─── Data provided ───

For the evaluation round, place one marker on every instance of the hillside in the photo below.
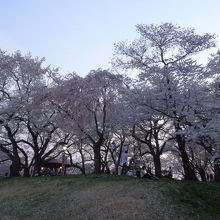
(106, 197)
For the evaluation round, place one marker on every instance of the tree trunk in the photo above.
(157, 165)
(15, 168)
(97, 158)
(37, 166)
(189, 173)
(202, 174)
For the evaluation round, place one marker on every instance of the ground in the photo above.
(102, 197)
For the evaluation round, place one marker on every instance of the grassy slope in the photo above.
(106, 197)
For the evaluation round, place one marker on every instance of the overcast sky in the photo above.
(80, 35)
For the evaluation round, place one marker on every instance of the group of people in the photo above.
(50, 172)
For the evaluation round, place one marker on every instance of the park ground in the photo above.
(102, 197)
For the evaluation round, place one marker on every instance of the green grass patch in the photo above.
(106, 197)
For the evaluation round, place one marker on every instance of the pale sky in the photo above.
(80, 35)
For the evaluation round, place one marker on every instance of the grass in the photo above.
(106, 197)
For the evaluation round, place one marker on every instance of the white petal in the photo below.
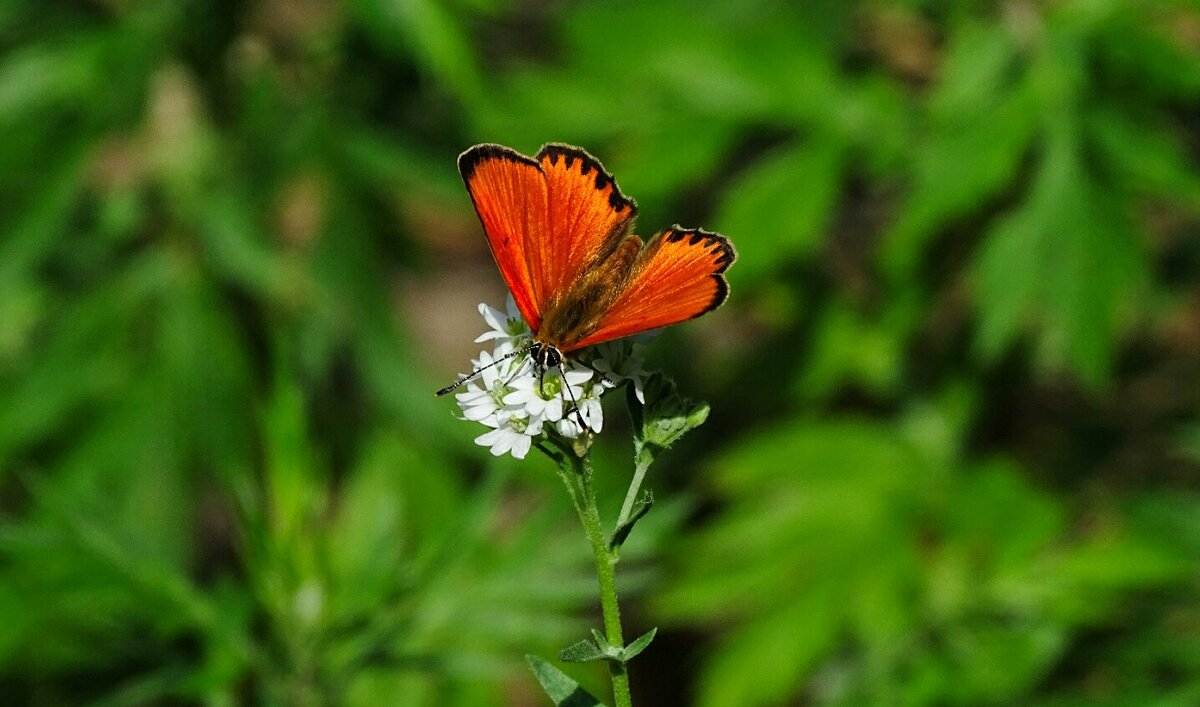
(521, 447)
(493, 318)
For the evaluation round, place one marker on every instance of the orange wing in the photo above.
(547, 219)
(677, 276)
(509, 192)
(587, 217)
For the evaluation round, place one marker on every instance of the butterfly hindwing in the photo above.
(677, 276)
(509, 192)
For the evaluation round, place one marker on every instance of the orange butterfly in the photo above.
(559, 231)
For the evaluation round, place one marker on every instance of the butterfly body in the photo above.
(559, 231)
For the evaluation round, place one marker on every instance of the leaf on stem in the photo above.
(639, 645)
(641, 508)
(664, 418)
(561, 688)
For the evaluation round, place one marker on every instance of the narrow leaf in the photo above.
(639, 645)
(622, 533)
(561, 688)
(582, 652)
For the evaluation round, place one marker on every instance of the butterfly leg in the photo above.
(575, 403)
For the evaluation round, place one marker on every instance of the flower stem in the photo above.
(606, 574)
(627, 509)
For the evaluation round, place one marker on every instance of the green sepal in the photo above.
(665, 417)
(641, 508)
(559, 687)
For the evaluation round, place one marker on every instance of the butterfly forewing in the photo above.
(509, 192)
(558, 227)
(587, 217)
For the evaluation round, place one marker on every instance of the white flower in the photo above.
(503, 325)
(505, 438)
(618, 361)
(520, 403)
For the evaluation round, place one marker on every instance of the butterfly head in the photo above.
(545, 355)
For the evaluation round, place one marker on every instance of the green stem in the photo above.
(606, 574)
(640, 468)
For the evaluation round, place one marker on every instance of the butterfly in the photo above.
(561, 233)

───
─── Data provided ───

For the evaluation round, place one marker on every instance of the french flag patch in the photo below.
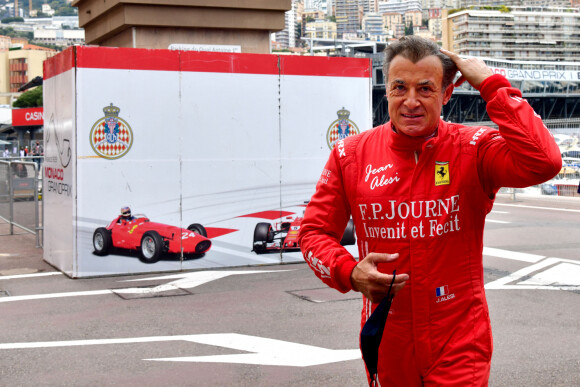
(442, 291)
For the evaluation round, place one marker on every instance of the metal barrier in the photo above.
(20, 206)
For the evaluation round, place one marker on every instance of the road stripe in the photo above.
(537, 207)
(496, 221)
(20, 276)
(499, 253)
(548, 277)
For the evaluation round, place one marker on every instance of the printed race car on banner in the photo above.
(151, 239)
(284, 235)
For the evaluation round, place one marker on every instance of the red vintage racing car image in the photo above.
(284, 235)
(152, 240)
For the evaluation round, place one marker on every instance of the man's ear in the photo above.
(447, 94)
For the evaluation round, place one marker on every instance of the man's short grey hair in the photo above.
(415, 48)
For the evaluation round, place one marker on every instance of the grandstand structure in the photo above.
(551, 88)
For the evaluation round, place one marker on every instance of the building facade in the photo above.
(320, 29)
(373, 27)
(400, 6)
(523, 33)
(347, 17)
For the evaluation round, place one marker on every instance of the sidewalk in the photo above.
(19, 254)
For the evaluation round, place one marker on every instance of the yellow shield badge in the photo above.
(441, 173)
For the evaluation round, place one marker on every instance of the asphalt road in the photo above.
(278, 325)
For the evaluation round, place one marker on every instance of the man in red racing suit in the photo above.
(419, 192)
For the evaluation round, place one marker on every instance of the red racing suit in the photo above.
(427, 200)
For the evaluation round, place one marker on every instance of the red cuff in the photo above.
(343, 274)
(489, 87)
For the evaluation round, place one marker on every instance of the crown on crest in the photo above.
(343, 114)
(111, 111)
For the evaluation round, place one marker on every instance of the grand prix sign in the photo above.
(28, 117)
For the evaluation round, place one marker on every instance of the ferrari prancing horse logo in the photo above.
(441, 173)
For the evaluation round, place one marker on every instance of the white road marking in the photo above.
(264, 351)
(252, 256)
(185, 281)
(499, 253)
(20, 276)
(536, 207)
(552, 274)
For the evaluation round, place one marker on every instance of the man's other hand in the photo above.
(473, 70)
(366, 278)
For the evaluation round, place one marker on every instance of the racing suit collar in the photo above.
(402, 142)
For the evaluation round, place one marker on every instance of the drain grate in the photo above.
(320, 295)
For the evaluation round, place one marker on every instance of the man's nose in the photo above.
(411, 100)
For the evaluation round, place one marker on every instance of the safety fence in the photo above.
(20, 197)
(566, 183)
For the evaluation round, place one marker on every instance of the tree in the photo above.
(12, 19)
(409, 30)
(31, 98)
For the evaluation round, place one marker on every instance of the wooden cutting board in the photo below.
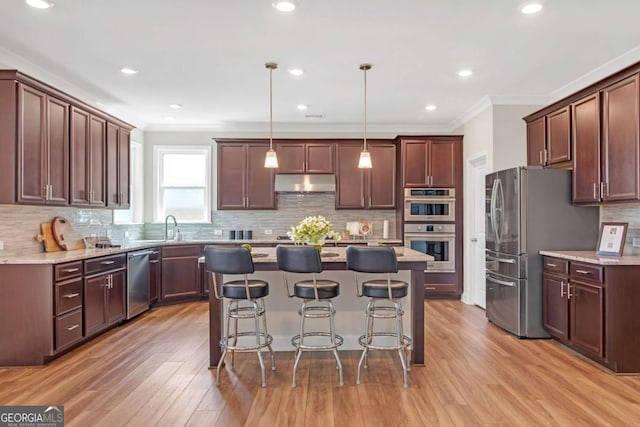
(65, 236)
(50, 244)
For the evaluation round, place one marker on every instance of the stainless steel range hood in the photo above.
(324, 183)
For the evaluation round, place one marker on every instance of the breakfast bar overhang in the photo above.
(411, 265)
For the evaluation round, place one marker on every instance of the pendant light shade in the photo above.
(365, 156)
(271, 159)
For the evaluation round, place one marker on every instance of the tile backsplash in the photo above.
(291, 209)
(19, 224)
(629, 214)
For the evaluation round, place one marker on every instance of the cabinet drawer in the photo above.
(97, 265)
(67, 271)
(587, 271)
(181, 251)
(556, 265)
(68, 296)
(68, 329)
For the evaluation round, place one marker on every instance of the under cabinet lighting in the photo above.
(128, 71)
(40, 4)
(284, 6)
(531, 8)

───

*Exercise description*:
Please pull out every line of the material above that contains the string "road", copying each one in full. Case counts, so uppercase and lowercase letters are not interchangeable.

*Reply*:
For the evaluation round, place one marker on every instance of the road stripe in the photo above.
For the evaluation round, place one marker on every instance of the asphalt road in the photo above.
For the evaluation round, place one marker on every instance of the white road marking in the photo above.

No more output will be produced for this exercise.